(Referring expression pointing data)
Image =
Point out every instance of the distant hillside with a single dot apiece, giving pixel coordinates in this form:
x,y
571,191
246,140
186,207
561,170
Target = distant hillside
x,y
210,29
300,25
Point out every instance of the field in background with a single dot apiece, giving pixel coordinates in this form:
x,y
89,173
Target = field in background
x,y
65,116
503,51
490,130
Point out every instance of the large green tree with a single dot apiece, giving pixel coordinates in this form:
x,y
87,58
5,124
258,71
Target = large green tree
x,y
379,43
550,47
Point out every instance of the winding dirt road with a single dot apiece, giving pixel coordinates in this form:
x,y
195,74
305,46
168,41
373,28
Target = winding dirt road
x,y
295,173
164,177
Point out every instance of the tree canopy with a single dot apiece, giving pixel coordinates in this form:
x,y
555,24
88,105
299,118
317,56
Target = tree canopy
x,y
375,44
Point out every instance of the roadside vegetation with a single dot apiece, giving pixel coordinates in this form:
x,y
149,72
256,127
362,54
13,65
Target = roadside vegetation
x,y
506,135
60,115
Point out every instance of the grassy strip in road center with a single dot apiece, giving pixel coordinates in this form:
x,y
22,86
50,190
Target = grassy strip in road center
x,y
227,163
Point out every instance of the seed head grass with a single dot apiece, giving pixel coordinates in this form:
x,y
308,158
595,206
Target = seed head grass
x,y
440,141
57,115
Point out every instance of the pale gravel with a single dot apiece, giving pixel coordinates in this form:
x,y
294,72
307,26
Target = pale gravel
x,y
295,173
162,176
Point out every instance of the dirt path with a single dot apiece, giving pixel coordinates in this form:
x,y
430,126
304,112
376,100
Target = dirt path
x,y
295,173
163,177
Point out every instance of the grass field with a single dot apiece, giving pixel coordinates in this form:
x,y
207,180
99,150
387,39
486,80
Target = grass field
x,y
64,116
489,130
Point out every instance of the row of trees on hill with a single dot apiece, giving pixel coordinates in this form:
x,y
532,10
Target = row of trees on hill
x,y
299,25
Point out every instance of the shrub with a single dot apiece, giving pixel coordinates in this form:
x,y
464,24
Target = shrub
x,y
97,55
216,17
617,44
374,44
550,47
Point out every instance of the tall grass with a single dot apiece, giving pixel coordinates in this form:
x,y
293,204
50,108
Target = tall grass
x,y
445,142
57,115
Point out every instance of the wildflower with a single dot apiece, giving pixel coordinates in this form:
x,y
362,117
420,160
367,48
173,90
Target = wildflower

*YOUR TASK*. Could you type out every entry again exactly as it stands?

*EXERCISE ANSWER*.
Image =
Point out every instance of the distant hillside with a single dot apiece, giving pixel coordinates in this form:
x,y
571,191
246,140
186,207
561,170
Target = distant hillside
x,y
210,29
300,25
Point out every instance of the field in background with a single dot apiece, giving pixel coordinates in this form:
x,y
89,173
Target = field in background
x,y
65,116
503,51
490,130
Point out every instance of the large green tree with a single dot apiece, giving pixel coordinates in this form:
x,y
87,58
5,124
258,71
Target = large green tree
x,y
379,43
550,47
Point out every instance of the winding dirt road with a single dot apiece, giving pixel coordinates in this form:
x,y
195,74
305,46
168,41
373,28
Target = winding dirt road
x,y
295,173
164,177
Point out every instance of the tree canopy with a single dot apiece, giving pixel coordinates in this form:
x,y
555,24
88,105
299,118
317,56
Target = tree canopy
x,y
375,44
Point out every instance of the roadside vegetation with a single dot apiece, giving pixel coordinates in this form:
x,y
149,72
256,127
362,54
13,65
Target = roadside vegetation
x,y
506,135
60,115
Point out every instance of the grassy strip in road center with a single dot apiece, giving pixel coordinates in this form:
x,y
22,86
50,190
Target = grassy strip in road center
x,y
227,163
Point out every instance of the seed head grass with a single dot apiece, giving pixel coordinates in this form:
x,y
308,158
595,206
Target = seed head grass
x,y
440,141
57,115
Point out every instance of the pale gravel with a single dot apiece, giving pixel coordinates in this form:
x,y
294,72
307,26
Target = pale gravel
x,y
295,173
162,176
Point out every instance of the dirt path with a single dot apiece, giving pixel coordinates in this form:
x,y
430,126
304,112
376,100
Target = dirt path
x,y
295,173
163,177
Point out every instance of the grass field with a single dot apiece, giving pixel coordinates in this form:
x,y
207,180
99,150
387,39
486,80
Target = grass field
x,y
64,116
489,130
Point out every instance of the row of trees on hill with a single dot apiece, giving pixel coordinates in this form:
x,y
532,10
Target = row of trees on hill
x,y
299,25
Point out every instance of the shrub with a single dot apiece, giving pixel coordinates in this form:
x,y
464,24
Target = shrub
x,y
97,55
216,17
617,44
374,44
550,47
Point out every instance of the tall grass with a single dot apiece, giving pixel coordinates in this form:
x,y
293,204
50,108
Target = tall grass
x,y
445,142
57,115
Point out every instance of the wildflower with a single dot apiece, giving pixel coordinates in this form:
x,y
362,117
420,160
367,48
173,90
Target = wildflower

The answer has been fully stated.